Extracted text

Graphdiyne Quantum Dots for Much Improved Stability and Efficiency of Perovskite Solar Cells

• Published in: Advanced materials interfaces Vol. 5; no. 2
• Main Authors: Zhang, Xisheng, Wang, Qian, Jin, Zhiwen, Chen, Yanhuan, Liu, Huibiao, Wang, Jizheng, Li, Yuliang, Liu, Shengzhong (Frank)
• Format: Journal Article
• Language: English
• Published: Weinheim John Wiley & Sons, Inc 23.01.2018
• Subjects: Atomic structure; Carrier recombination; Carrier transport; Chemical synthesis; Conduction bands; efficiency; Energy conversion efficiency; Energy gap; graphdiyne; Hydrophobicity; Open circuit voltage; Optoelectronic devices; perovskite; Photonic band gaps; Photovoltaic cells; Pinholes; Quantum dots; Silicon wafers; Solar cells; Stability; Titanium oxides; Ultraviolet radiation
• ISSN: 2196-7350; 2196-7350
• DOI: 10.1002/admi.201701117

Comparing to other carbon materials, the general graphyne structure is much superior in terms of adaptable bandgap, uniformly distributed pores, more design flexibility, easier for chemical synthesis, pliable electronic properties, and smaller atomic density. Herein, novel γ‐graphdiyne quantum dots (GD QDs) are used in perovskite solar cells as a surface modifier or dopant to TiO2, CH3NH3PbI3, and Spiro‐OMeTAD to realize multiple advantageous effects, in hoping that it would form a more effective carrier transport channel for boosted solar cell performance. First, the presence of GD QDs on TiO2 surface increases perovskite grain size for higher current density and fill factor. Second, the GD QDs at each interface reduce the conduction band offset, passivate the surface for suppressed carrier recombination to attain higher open‐circuit voltage. Third, it improves hydrophobicity and eliminates pinholes in the Spiro‐OMeTAD film for enhanced solar cell stability. As a result, the optimized device shows >15% enhancement in power conversion efficiency (from 17.17 to 19.89%) comparing to the reference device. More significantly, the device stability was improved in harsh environment (moist air, UV irradiation, or thermal conditions). It is expected that GD QDs will find their applications in efficient and stable perovskite solar cells and optoelectronic devices. Controlling the morphology, surface passivation, and energy level in perovskite solar cells is paramount in obtaining optimal and stable optoelectronic properties. This study incorporates multifunctional γ‐graphdiyne quantum dots in perovskite solar cells, which simultaneously induce an optimized morphology, surface passivation, conduction band offset, etc., resulting in enhancement of all photovoltaic parameters and stability in harsh environments.

What this exercise asks
1. Return everything in the perovskite solar cell abstract from "Graphdiyne Quantum Dots for" down to "Liu, Shengzhong (Frank)".
2. Translate this sentence from the perovskite solar cell abstract into Spanish: "Controlling the morphology, surface passivation, and energy level in perovskite solar cells is paramount in obtaining optimal and stable optoelectronic properties."
None of the rows are needed for this work.

Given information
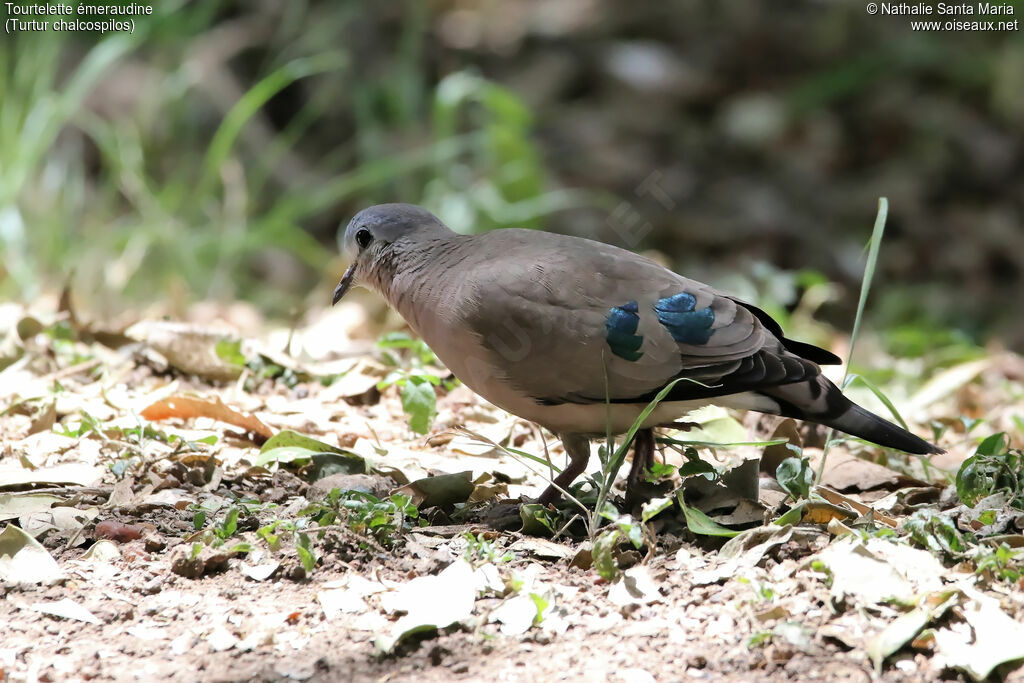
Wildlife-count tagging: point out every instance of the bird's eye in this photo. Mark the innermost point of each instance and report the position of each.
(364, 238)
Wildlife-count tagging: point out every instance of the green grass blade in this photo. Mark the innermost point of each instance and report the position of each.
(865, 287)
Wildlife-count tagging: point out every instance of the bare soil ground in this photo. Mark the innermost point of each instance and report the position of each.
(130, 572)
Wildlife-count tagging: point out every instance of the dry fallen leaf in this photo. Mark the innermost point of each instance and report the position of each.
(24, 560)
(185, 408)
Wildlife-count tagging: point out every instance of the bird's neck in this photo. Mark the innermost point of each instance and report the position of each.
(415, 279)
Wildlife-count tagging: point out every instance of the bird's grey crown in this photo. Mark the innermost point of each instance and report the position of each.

Answers for the tasks
1.
Graphdiyne Quantum Dots for Much Improved Stability and Efficiency of Perovskite Solar Cells

• Published in: Advanced materials interfaces Vol. 5; no. 2
• Main Authors: Zhang, Xisheng, Wang, Qian, Jin, Zhiwen, Chen, Yanhuan, Liu, Huibiao, Wang, Jizheng, Li, Yuliang, Liu, Shengzhong (Frank)

2. Controlar la morfología, la pasivación superficial y el nivel de energía en las celdas solares de perovskita es fundamental para obtener propiedades optoelectrónicas óptimas y estables.